▶ [Data for the task]
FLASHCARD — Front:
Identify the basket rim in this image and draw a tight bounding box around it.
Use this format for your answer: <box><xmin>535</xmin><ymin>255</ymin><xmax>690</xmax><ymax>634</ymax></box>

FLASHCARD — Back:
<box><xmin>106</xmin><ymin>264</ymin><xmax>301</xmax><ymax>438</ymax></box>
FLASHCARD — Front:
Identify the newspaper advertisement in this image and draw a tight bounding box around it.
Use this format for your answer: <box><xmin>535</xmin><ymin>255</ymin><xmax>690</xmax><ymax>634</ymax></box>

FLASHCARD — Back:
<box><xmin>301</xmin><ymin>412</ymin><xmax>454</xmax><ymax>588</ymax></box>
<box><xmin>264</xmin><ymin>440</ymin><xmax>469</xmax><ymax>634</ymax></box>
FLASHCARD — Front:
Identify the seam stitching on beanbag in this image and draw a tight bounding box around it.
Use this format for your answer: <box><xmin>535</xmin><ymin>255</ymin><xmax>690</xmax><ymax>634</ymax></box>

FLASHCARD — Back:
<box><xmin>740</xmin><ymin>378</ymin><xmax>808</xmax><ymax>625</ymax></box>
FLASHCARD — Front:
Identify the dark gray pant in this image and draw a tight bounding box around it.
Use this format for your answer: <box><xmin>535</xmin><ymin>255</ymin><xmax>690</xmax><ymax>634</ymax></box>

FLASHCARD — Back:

▶ [Exercise brief] Change every "Identify" in these lines to "Locate", keeping everything else the same.

▶ [Complete answer]
FLASHCARD — Front:
Locate the basket rim in this image and draw a tight bounding box around it.
Use this format for your answer: <box><xmin>535</xmin><ymin>255</ymin><xmax>690</xmax><ymax>634</ymax></box>

FLASHCARD — Back:
<box><xmin>106</xmin><ymin>264</ymin><xmax>301</xmax><ymax>438</ymax></box>
FLASHCARD — Front:
Locate the newspaper advertisement in this image and draw a tight bounding box around it.
Use this format for your answer: <box><xmin>535</xmin><ymin>255</ymin><xmax>690</xmax><ymax>634</ymax></box>

FLASHCARD — Back:
<box><xmin>301</xmin><ymin>412</ymin><xmax>454</xmax><ymax>588</ymax></box>
<box><xmin>264</xmin><ymin>440</ymin><xmax>469</xmax><ymax>634</ymax></box>
FLASHCARD — Front:
Locate the seam stitching on beanbag in this image and draw a tight bounding box around it.
Use this format for your answer: <box><xmin>535</xmin><ymin>255</ymin><xmax>690</xmax><ymax>634</ymax></box>

FLASHCARD — Back:
<box><xmin>740</xmin><ymin>378</ymin><xmax>808</xmax><ymax>625</ymax></box>
FLASHCARD — Front:
Locate the dark gray pant in this image and draw a tight bounding box around it.
Use this format for your answer: <box><xmin>535</xmin><ymin>255</ymin><xmax>690</xmax><ymax>634</ymax></box>

FLASHCARD — Back:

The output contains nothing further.